What is required
Return, exactly, the line that contains "Find the landscaping" together with all lines after it to the end of the entries, and no further lines.
..........
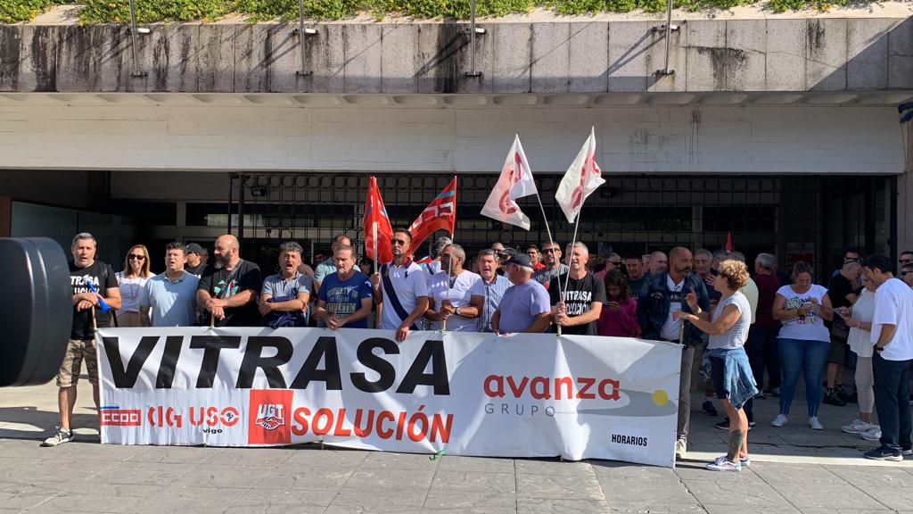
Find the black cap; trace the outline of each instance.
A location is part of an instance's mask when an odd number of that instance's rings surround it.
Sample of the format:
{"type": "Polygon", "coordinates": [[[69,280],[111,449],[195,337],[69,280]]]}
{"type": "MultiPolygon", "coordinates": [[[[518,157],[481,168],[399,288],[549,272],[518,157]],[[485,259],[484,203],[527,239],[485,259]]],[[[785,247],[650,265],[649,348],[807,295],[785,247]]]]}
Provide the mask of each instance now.
{"type": "Polygon", "coordinates": [[[507,260],[501,261],[501,264],[505,266],[508,264],[517,264],[524,268],[532,268],[532,261],[530,260],[530,256],[526,253],[514,253],[507,260]]]}

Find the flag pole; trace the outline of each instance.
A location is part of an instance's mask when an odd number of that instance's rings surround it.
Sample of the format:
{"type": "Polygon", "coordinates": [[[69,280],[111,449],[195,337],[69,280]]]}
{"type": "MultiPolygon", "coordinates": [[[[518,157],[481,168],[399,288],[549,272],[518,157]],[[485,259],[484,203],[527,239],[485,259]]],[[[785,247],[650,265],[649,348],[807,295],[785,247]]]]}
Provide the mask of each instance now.
{"type": "MultiPolygon", "coordinates": [[[[451,233],[450,244],[454,244],[453,241],[454,241],[454,235],[451,233]]],[[[454,273],[454,261],[453,261],[453,256],[451,256],[450,259],[447,259],[447,294],[446,294],[446,298],[445,298],[446,300],[450,299],[450,275],[453,273],[454,273]]],[[[443,320],[441,320],[441,331],[442,332],[447,331],[447,318],[446,317],[443,320]]]]}
{"type": "Polygon", "coordinates": [[[377,221],[373,221],[371,224],[371,235],[373,237],[372,241],[374,246],[374,273],[377,273],[377,221]]]}

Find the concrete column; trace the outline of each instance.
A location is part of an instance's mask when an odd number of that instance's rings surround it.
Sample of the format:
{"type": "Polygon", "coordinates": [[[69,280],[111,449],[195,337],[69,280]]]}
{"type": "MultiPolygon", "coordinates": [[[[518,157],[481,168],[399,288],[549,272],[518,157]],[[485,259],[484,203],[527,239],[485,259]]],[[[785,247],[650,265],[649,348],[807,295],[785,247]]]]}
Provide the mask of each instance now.
{"type": "Polygon", "coordinates": [[[907,125],[907,163],[897,177],[897,255],[913,250],[913,131],[907,125]]]}

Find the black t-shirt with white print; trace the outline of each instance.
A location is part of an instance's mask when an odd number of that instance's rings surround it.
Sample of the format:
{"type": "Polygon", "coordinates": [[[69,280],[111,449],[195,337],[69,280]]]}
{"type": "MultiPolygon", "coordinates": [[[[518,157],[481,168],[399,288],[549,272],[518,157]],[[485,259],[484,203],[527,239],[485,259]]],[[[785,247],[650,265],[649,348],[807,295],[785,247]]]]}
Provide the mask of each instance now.
{"type": "MultiPolygon", "coordinates": [[[[69,263],[69,284],[73,290],[73,294],[89,293],[89,283],[91,282],[99,294],[106,296],[105,292],[110,288],[116,288],[117,277],[114,276],[114,270],[110,265],[101,261],[92,262],[92,265],[79,268],[75,263],[69,263]]],[[[101,306],[95,306],[95,325],[99,328],[110,327],[112,313],[110,311],[101,312],[101,306]]],[[[76,310],[73,305],[73,327],[70,330],[71,339],[91,339],[95,337],[92,330],[92,313],[86,309],[76,310]]]]}
{"type": "MultiPolygon", "coordinates": [[[[225,268],[216,268],[209,264],[200,278],[198,291],[206,291],[213,298],[226,299],[248,289],[254,294],[260,294],[263,281],[260,277],[260,267],[250,261],[238,261],[237,273],[225,268]]],[[[262,325],[260,312],[255,302],[249,302],[240,307],[226,307],[225,319],[215,320],[215,327],[259,327],[262,325]]],[[[208,316],[208,315],[207,315],[208,316]]]]}
{"type": "MultiPolygon", "coordinates": [[[[561,297],[558,295],[558,284],[555,281],[561,281],[561,291],[564,294],[564,306],[567,315],[571,317],[581,316],[590,310],[590,305],[593,302],[600,302],[605,305],[605,283],[596,278],[591,273],[587,273],[583,278],[571,278],[567,282],[567,288],[564,288],[564,281],[568,275],[561,274],[551,279],[549,285],[549,300],[552,305],[557,304],[561,297]]],[[[576,325],[574,327],[562,327],[561,334],[569,336],[597,336],[596,322],[591,321],[586,325],[576,325]]]]}

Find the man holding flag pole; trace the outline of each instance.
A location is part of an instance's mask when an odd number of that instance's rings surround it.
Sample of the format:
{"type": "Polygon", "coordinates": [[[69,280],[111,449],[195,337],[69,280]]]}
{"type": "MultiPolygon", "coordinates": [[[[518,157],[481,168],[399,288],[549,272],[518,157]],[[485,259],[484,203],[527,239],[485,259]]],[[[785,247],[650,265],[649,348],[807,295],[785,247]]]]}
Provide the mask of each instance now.
{"type": "MultiPolygon", "coordinates": [[[[485,201],[482,214],[492,220],[529,230],[531,226],[530,218],[520,210],[519,206],[517,205],[517,199],[530,195],[536,195],[536,199],[539,201],[539,209],[542,212],[542,221],[545,223],[545,231],[549,235],[549,246],[555,246],[555,242],[551,239],[551,229],[549,227],[549,217],[545,214],[542,198],[539,196],[536,182],[532,179],[532,169],[526,159],[526,153],[523,152],[519,135],[515,134],[513,145],[510,146],[508,156],[504,160],[504,166],[501,167],[501,175],[498,177],[498,182],[485,201]]],[[[560,327],[558,330],[558,333],[561,334],[560,327]]]]}
{"type": "MultiPolygon", "coordinates": [[[[558,286],[558,291],[551,291],[549,287],[555,306],[555,324],[558,326],[558,334],[561,334],[562,327],[576,327],[581,328],[573,329],[573,333],[595,335],[595,324],[591,323],[590,318],[595,316],[599,318],[603,303],[605,301],[605,287],[600,281],[586,280],[586,269],[581,264],[580,269],[575,269],[573,265],[574,258],[583,258],[589,256],[589,250],[586,245],[577,241],[577,230],[580,228],[581,210],[583,202],[597,187],[605,183],[603,179],[603,172],[596,164],[596,134],[595,129],[590,130],[590,137],[587,138],[577,157],[571,163],[564,177],[558,185],[558,191],[555,193],[555,201],[561,208],[564,216],[569,223],[573,223],[573,237],[571,238],[571,246],[568,249],[568,267],[567,274],[564,275],[564,284],[561,284],[561,276],[553,279],[552,283],[558,286]],[[579,254],[579,255],[578,255],[579,254]],[[582,271],[582,273],[581,272],[582,271]],[[568,284],[572,274],[574,274],[575,290],[573,291],[573,301],[568,296],[568,284]],[[596,284],[599,283],[599,284],[596,284]],[[600,286],[602,286],[600,288],[600,286]],[[556,295],[557,293],[557,295],[556,295]],[[572,307],[568,310],[569,302],[572,307]],[[574,319],[582,316],[580,319],[574,319]],[[582,330],[582,331],[581,331],[582,330]]],[[[585,262],[584,262],[585,263],[585,262]]],[[[592,277],[591,277],[592,278],[592,277]]],[[[593,322],[595,320],[593,320],[593,322]]]]}

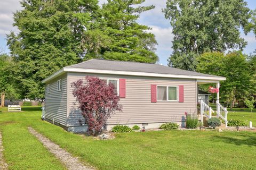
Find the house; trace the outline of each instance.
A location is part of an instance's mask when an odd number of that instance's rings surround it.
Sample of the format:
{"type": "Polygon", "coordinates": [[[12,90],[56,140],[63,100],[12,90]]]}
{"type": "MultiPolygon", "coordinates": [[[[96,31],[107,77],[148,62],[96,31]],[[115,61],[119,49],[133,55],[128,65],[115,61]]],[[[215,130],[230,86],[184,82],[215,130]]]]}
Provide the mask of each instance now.
{"type": "Polygon", "coordinates": [[[209,96],[211,96],[210,94],[198,90],[198,102],[200,102],[200,100],[203,100],[209,105],[209,96]]]}
{"type": "Polygon", "coordinates": [[[184,125],[184,113],[196,112],[197,86],[216,83],[219,88],[220,81],[226,80],[156,64],[92,59],[65,67],[42,81],[46,121],[69,131],[86,130],[71,87],[86,75],[114,83],[119,95],[123,112],[111,115],[108,129],[116,124],[158,128],[170,122],[184,125]]]}

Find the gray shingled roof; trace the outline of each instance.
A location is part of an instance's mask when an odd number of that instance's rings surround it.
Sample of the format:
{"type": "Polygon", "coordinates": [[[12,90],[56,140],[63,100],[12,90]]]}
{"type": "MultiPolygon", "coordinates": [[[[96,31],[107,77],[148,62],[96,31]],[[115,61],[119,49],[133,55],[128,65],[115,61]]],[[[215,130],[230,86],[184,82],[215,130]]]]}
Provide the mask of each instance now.
{"type": "Polygon", "coordinates": [[[66,67],[66,68],[70,67],[221,78],[220,76],[213,75],[202,74],[193,71],[172,68],[157,64],[142,63],[100,59],[92,59],[84,62],[66,67]]]}

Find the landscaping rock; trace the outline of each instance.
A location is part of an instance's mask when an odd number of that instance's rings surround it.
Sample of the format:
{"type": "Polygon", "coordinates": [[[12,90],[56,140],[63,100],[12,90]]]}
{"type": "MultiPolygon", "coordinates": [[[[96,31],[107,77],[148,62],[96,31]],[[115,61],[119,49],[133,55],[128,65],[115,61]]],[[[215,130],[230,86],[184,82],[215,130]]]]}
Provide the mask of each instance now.
{"type": "Polygon", "coordinates": [[[106,133],[102,133],[100,135],[99,137],[101,140],[108,139],[109,138],[109,135],[107,135],[106,133]]]}

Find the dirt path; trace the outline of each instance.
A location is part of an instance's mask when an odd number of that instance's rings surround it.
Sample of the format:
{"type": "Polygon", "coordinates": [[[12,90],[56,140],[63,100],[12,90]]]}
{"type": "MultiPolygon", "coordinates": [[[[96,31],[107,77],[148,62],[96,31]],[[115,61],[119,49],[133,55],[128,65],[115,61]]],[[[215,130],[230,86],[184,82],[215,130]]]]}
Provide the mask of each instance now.
{"type": "MultiPolygon", "coordinates": [[[[51,141],[48,138],[36,132],[31,127],[28,127],[29,132],[35,136],[50,152],[53,154],[66,165],[69,170],[93,170],[95,168],[83,165],[77,158],[73,157],[70,153],[60,148],[59,146],[51,141]]],[[[1,169],[1,168],[0,168],[1,169]]]]}
{"type": "Polygon", "coordinates": [[[4,157],[3,155],[3,151],[4,148],[2,142],[2,134],[0,132],[0,169],[7,170],[8,169],[8,165],[4,162],[4,157]]]}

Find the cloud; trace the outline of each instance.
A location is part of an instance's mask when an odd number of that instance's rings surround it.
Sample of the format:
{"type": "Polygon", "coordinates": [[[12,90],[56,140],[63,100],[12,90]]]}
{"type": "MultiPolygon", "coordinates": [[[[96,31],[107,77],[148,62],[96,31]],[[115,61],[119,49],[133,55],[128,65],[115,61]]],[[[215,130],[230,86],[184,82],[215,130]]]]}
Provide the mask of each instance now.
{"type": "Polygon", "coordinates": [[[11,31],[18,32],[18,29],[12,26],[13,13],[20,10],[22,7],[19,1],[1,1],[0,5],[0,36],[5,37],[11,31]]]}
{"type": "Polygon", "coordinates": [[[149,26],[152,30],[148,32],[154,33],[158,43],[156,54],[159,57],[158,63],[167,65],[167,59],[172,53],[172,41],[174,35],[172,33],[172,28],[162,28],[157,26],[149,26]]]}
..........
Task answer
Find the landscaping rock; trace the outline of each instance.
A location is part of an instance's mask when an odd number of that instance's rings surround it.
Sample of the format:
{"type": "Polygon", "coordinates": [[[12,90],[56,140],[63,100],[12,90]]]}
{"type": "MultiPolygon", "coordinates": [[[[96,31],[107,77],[148,62],[96,31]],[[115,61],[119,49],[133,55],[128,65],[115,61]]],[[[215,130],[230,86],[184,82],[215,130]]]]}
Provide the mask of each instance now.
{"type": "Polygon", "coordinates": [[[106,133],[102,133],[100,135],[99,137],[101,140],[108,139],[109,138],[109,135],[107,135],[106,133]]]}

Find the dirt path; trace the outline of each instance.
A location is part of an instance's mask when an odd number of that instance's rings surround it.
Sample of the format:
{"type": "Polygon", "coordinates": [[[12,90],[56,140],[63,100],[12,90]]]}
{"type": "MultiPolygon", "coordinates": [[[[96,31],[107,77],[148,62],[96,31]],[[115,61],[119,49],[133,55],[128,65],[115,61]]],[[[215,130],[230,86],[184,82],[215,130]]]]}
Provide the mask of each instance now.
{"type": "MultiPolygon", "coordinates": [[[[51,141],[48,138],[36,132],[31,127],[28,127],[29,132],[35,136],[50,152],[53,154],[66,165],[69,170],[93,170],[95,168],[83,165],[77,158],[73,157],[70,153],[60,148],[59,146],[51,141]]],[[[1,169],[1,168],[0,168],[1,169]]]]}
{"type": "Polygon", "coordinates": [[[4,157],[3,155],[3,151],[4,148],[2,142],[2,134],[0,132],[0,169],[7,170],[8,169],[8,165],[4,162],[4,157]]]}

Find the cloud; trace the outline of each instance.
A location is part of an instance's mask when an odd number of that instance's rings surround it.
Sample of the format:
{"type": "Polygon", "coordinates": [[[12,90],[56,140],[63,100],[12,90]]]}
{"type": "MultiPolygon", "coordinates": [[[[96,31],[107,77],[148,62],[96,31]],[[115,61],[119,49],[133,55],[128,65],[115,61]]],[[[215,130],[230,86],[184,82],[215,130]]]]}
Provide the mask of each instance now.
{"type": "Polygon", "coordinates": [[[11,31],[18,32],[18,29],[12,26],[13,13],[20,10],[22,7],[19,1],[1,1],[0,5],[0,36],[5,37],[11,31]]]}
{"type": "Polygon", "coordinates": [[[149,26],[152,30],[148,32],[154,33],[158,43],[156,54],[159,57],[158,63],[167,65],[167,59],[172,53],[172,41],[174,35],[172,33],[172,28],[162,28],[157,26],[149,26]]]}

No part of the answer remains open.